### PROBLEM TO SOLVE
If a line holds the word "dark", copy it from the entries.

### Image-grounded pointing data
__________

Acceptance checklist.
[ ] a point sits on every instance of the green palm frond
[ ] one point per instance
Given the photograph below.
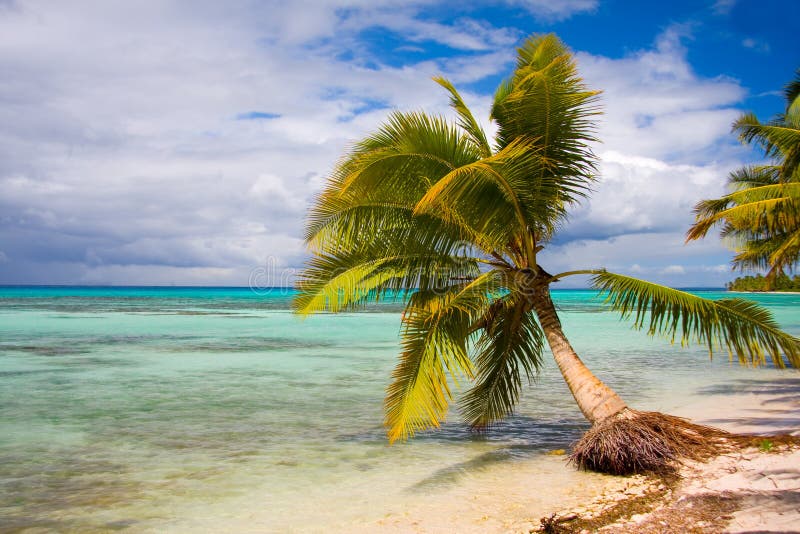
(346, 281)
(742, 327)
(436, 327)
(465, 118)
(546, 103)
(509, 347)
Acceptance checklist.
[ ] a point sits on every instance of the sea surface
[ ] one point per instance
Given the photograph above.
(216, 409)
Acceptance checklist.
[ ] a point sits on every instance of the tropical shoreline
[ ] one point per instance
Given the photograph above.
(755, 489)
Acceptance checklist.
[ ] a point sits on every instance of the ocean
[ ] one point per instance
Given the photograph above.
(215, 409)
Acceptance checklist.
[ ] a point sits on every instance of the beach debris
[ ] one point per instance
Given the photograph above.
(642, 442)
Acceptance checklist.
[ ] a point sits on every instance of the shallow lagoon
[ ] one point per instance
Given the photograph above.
(190, 409)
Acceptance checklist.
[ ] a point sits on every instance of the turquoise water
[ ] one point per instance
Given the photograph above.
(155, 409)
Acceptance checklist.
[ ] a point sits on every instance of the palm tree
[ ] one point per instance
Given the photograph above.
(433, 211)
(761, 215)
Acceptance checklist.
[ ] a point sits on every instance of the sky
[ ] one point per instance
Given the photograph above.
(181, 142)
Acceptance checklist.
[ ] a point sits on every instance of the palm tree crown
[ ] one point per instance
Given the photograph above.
(431, 209)
(761, 215)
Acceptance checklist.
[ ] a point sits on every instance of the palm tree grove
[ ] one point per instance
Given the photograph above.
(454, 222)
(760, 217)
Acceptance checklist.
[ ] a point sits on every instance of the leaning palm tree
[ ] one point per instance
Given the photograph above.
(760, 217)
(433, 211)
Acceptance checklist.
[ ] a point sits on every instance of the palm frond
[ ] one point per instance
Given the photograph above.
(509, 348)
(436, 327)
(742, 327)
(465, 118)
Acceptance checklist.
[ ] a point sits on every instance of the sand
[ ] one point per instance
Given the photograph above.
(754, 490)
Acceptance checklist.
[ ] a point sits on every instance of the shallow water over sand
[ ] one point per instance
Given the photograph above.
(216, 409)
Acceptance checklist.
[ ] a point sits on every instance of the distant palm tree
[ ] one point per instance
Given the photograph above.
(761, 216)
(434, 211)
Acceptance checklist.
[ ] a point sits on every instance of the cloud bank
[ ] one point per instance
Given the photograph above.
(164, 143)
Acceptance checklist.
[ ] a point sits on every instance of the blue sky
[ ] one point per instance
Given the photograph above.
(180, 142)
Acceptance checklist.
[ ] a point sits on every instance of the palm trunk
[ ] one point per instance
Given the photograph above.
(596, 400)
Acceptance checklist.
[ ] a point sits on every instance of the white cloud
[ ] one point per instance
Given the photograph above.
(674, 269)
(723, 7)
(756, 44)
(560, 10)
(121, 159)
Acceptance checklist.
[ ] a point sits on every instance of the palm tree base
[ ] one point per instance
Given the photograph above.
(639, 442)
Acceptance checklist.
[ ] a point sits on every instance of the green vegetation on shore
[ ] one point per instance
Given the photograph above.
(459, 219)
(760, 283)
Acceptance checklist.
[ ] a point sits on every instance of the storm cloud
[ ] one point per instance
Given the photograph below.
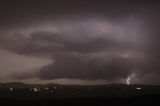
(96, 40)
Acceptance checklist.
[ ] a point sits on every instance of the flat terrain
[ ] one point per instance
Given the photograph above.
(100, 95)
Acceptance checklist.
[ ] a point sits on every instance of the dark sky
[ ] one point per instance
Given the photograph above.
(80, 42)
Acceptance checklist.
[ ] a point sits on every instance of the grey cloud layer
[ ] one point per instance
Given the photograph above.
(110, 43)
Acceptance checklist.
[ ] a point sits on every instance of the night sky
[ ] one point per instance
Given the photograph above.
(80, 41)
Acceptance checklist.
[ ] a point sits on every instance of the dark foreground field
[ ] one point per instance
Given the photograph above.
(95, 101)
(17, 94)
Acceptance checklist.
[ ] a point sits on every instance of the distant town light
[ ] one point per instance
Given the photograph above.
(138, 88)
(90, 89)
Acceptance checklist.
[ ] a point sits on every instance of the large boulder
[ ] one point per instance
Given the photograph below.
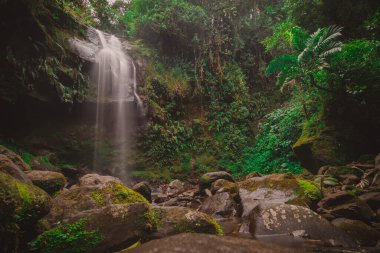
(102, 230)
(175, 220)
(21, 206)
(360, 232)
(372, 199)
(343, 204)
(120, 215)
(176, 187)
(16, 159)
(276, 188)
(201, 243)
(7, 166)
(316, 148)
(220, 205)
(207, 179)
(92, 192)
(144, 189)
(277, 219)
(50, 181)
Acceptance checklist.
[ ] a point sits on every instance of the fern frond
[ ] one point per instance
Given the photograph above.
(281, 63)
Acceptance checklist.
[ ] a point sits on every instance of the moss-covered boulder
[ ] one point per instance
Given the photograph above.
(207, 179)
(277, 188)
(222, 204)
(176, 220)
(144, 189)
(120, 215)
(280, 219)
(92, 192)
(345, 204)
(360, 232)
(222, 185)
(21, 206)
(7, 166)
(198, 243)
(101, 230)
(50, 181)
(316, 148)
(16, 159)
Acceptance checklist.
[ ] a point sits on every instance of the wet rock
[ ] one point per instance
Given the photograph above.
(345, 205)
(276, 188)
(220, 205)
(175, 220)
(50, 181)
(372, 199)
(92, 192)
(98, 180)
(144, 189)
(207, 179)
(112, 227)
(7, 166)
(222, 185)
(176, 187)
(121, 215)
(349, 179)
(160, 198)
(21, 206)
(335, 199)
(277, 219)
(201, 243)
(318, 149)
(16, 159)
(341, 172)
(363, 234)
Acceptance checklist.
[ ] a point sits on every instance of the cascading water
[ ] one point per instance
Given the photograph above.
(115, 76)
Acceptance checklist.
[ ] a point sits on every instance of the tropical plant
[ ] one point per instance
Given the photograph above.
(312, 58)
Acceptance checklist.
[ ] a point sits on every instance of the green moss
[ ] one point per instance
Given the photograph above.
(319, 143)
(154, 218)
(24, 193)
(338, 171)
(281, 183)
(124, 195)
(21, 203)
(98, 196)
(70, 238)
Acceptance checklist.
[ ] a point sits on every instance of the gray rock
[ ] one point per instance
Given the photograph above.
(220, 205)
(98, 181)
(49, 181)
(175, 220)
(275, 219)
(120, 225)
(363, 234)
(16, 159)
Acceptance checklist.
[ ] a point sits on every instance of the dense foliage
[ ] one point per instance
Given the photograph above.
(210, 75)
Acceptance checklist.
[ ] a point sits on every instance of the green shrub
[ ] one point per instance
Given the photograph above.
(273, 153)
(71, 238)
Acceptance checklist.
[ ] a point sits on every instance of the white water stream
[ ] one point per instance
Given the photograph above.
(115, 76)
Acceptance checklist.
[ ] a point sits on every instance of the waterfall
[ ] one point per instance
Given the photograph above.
(115, 76)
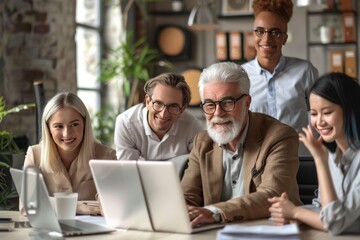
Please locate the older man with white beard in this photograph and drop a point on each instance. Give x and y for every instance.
(242, 159)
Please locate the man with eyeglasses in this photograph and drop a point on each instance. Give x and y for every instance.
(279, 85)
(159, 128)
(242, 159)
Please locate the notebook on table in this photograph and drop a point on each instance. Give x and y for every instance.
(155, 185)
(44, 218)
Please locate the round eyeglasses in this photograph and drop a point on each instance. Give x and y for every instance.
(260, 32)
(172, 108)
(227, 105)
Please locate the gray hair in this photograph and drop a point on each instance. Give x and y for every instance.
(225, 72)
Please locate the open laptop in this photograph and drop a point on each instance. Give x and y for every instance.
(40, 212)
(121, 194)
(157, 187)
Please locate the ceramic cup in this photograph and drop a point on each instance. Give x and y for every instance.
(65, 205)
(177, 6)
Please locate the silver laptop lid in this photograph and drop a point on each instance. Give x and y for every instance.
(35, 199)
(164, 196)
(121, 194)
(33, 193)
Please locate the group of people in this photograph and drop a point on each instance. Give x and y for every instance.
(244, 165)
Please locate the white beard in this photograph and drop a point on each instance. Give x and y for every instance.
(223, 134)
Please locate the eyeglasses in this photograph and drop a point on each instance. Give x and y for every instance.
(227, 105)
(172, 108)
(260, 32)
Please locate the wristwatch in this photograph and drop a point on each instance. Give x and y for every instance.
(217, 217)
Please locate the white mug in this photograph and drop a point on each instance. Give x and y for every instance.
(177, 6)
(325, 34)
(65, 205)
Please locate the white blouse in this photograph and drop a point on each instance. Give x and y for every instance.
(343, 215)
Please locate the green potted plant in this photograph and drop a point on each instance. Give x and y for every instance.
(8, 150)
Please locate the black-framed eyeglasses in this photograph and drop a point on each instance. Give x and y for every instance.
(172, 108)
(227, 105)
(260, 32)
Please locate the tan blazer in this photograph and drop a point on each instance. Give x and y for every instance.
(270, 163)
(76, 180)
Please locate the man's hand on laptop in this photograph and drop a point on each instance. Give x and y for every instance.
(200, 216)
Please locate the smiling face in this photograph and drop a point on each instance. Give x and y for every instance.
(161, 121)
(327, 119)
(269, 47)
(225, 127)
(67, 130)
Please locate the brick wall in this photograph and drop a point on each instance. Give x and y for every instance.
(36, 43)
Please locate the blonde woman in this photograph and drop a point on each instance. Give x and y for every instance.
(66, 146)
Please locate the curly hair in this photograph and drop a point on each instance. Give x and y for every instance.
(283, 8)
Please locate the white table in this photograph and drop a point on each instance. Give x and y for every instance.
(28, 233)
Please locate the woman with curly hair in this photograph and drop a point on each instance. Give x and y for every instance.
(279, 84)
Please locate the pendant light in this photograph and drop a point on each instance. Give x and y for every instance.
(202, 17)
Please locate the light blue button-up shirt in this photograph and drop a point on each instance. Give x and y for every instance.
(284, 93)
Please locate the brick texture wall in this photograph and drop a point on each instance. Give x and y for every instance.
(37, 42)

__________

### RESULT OF THE TASK
[ ] a point sits on every instance of the dark sky
[ ] a point sits on every instance of the dark foreground field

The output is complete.